_Exercise requirements_
Reproduce the passage of the infinite product text below, starting at "I was working" and ending at "my own words.", and swap "proof" for "argument" wherever it occurs.

_Document extract_
○ ○ ○ ○

I was working through the proof of convergence of the infinite product on the wikipedia website (see: https://en.wikipedia.org/wiki/Infinite_product): $$ \prod_{k=1}^{\infty}a_k\text{ converges to } c>0 \iff \sum_{k=1}^{\infty} \log(a_k)\text { converges, where } a_k>0. $$ The proof is split up into two parts. In the first the part the above statement is shown if $a_n\geq 1$ and in the second part the case $0<a_k\leq 1 $ is handled. The proof seems to me rather convoluted, so I am not sure if I have understood the line of thought correctly. I will try to reproduce the second part
"The same proof also shows that if $a_{k}=1-q_{k}$ for some $0\leq q_{k}<1$, then $\prod\limits_{k=1}^{\infty }(1-q_{k})$ converges to a non-zero number if and only if $\sum\limits_{k=1}^{\infty }q_{k}$ converges."
in my own words.
Basically we use the series, $\sum\limits_{k=1}^n(-q_k)$, to establish a connection between $\prod\limits_{k=1}^{\infty}a_k$ and $\sum\limits_{k=1}^{\infty} \log(a_k)$.

○ ○ ○ ○

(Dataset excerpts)

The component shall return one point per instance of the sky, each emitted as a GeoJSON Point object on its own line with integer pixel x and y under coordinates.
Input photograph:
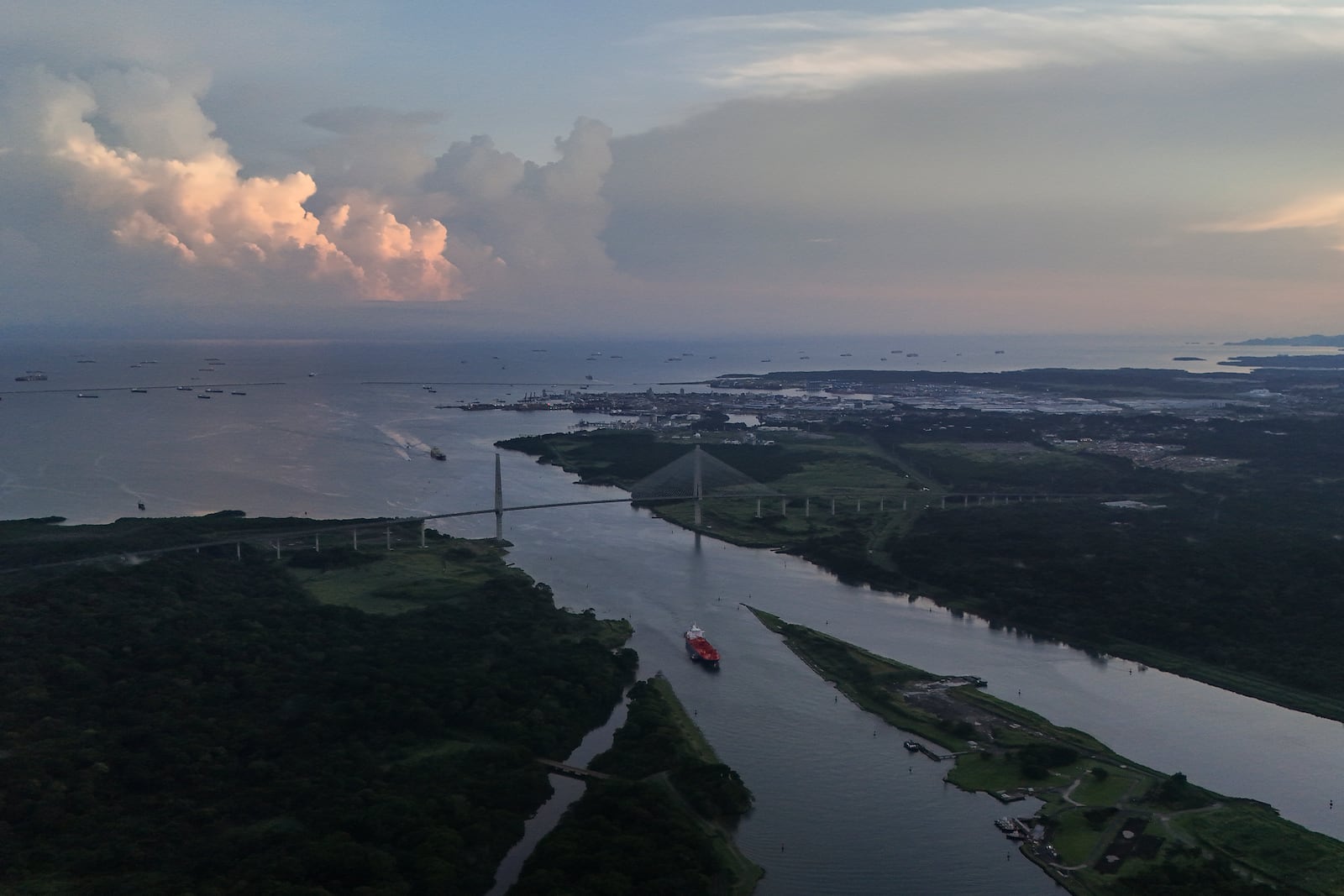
{"type": "Point", "coordinates": [355, 168]}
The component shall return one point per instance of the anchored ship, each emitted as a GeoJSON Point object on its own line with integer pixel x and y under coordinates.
{"type": "Point", "coordinates": [699, 649]}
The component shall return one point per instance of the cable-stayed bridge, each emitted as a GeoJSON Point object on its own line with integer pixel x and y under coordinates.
{"type": "Point", "coordinates": [696, 476]}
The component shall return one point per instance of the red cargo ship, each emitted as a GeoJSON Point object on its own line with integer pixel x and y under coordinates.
{"type": "Point", "coordinates": [699, 649]}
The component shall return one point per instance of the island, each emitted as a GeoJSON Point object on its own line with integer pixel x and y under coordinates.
{"type": "Point", "coordinates": [1073, 506]}
{"type": "Point", "coordinates": [1097, 822]}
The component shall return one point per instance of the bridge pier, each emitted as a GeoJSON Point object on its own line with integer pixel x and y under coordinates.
{"type": "Point", "coordinates": [698, 485]}
{"type": "Point", "coordinates": [499, 501]}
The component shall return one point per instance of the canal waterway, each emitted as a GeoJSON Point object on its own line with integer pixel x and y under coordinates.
{"type": "Point", "coordinates": [842, 808]}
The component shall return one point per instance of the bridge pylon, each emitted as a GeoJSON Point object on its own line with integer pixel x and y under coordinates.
{"type": "Point", "coordinates": [499, 501]}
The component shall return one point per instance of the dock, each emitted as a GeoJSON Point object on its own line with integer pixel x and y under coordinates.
{"type": "Point", "coordinates": [575, 772]}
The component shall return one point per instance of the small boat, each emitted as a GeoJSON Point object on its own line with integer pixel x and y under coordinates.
{"type": "Point", "coordinates": [699, 649]}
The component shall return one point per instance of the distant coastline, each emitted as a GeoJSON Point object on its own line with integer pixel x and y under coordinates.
{"type": "Point", "coordinates": [1316, 338]}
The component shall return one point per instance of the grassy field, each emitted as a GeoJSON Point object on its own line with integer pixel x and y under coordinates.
{"type": "Point", "coordinates": [409, 578]}
{"type": "Point", "coordinates": [1090, 795]}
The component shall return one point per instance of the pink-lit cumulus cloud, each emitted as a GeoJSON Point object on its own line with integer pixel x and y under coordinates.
{"type": "Point", "coordinates": [161, 181]}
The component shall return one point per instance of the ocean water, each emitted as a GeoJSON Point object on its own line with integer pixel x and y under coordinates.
{"type": "Point", "coordinates": [343, 429]}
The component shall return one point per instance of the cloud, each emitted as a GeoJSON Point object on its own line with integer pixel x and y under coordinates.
{"type": "Point", "coordinates": [134, 150]}
{"type": "Point", "coordinates": [538, 219]}
{"type": "Point", "coordinates": [1312, 212]}
{"type": "Point", "coordinates": [796, 51]}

○ ○ ○ ○

_Result_
I was working through the argument of convergence of the infinite product on the wikipedia website (see: https://en.wikipedia.org/wiki/Infinite_product): $$ \prod_{k=1}^{\infty}a_k\text{ converges to } c>0 \iff \sum_{k=1}^{\infty} \log(a_k)\text { converges, where } a_k>0. $$ The argument is split up into two parts. In the first the part the above statement is shown if $a_n\geq 1$ and in the second part the case $0<a_k\leq 1 $ is handled. The argument seems to me rather convoluted, so I am not sure if I have understood the line of thought correctly. I will try to reproduce the second part
"The same argument also shows that if $a_{k}=1-q_{k}$ for some $0\leq q_{k}<1$, then $\prod\limits_{k=1}^{\infty }(1-q_{k})$ converges to a non-zero number if and only if $\sum\limits_{k=1}^{\infty }q_{k}$ converges."
in my own words.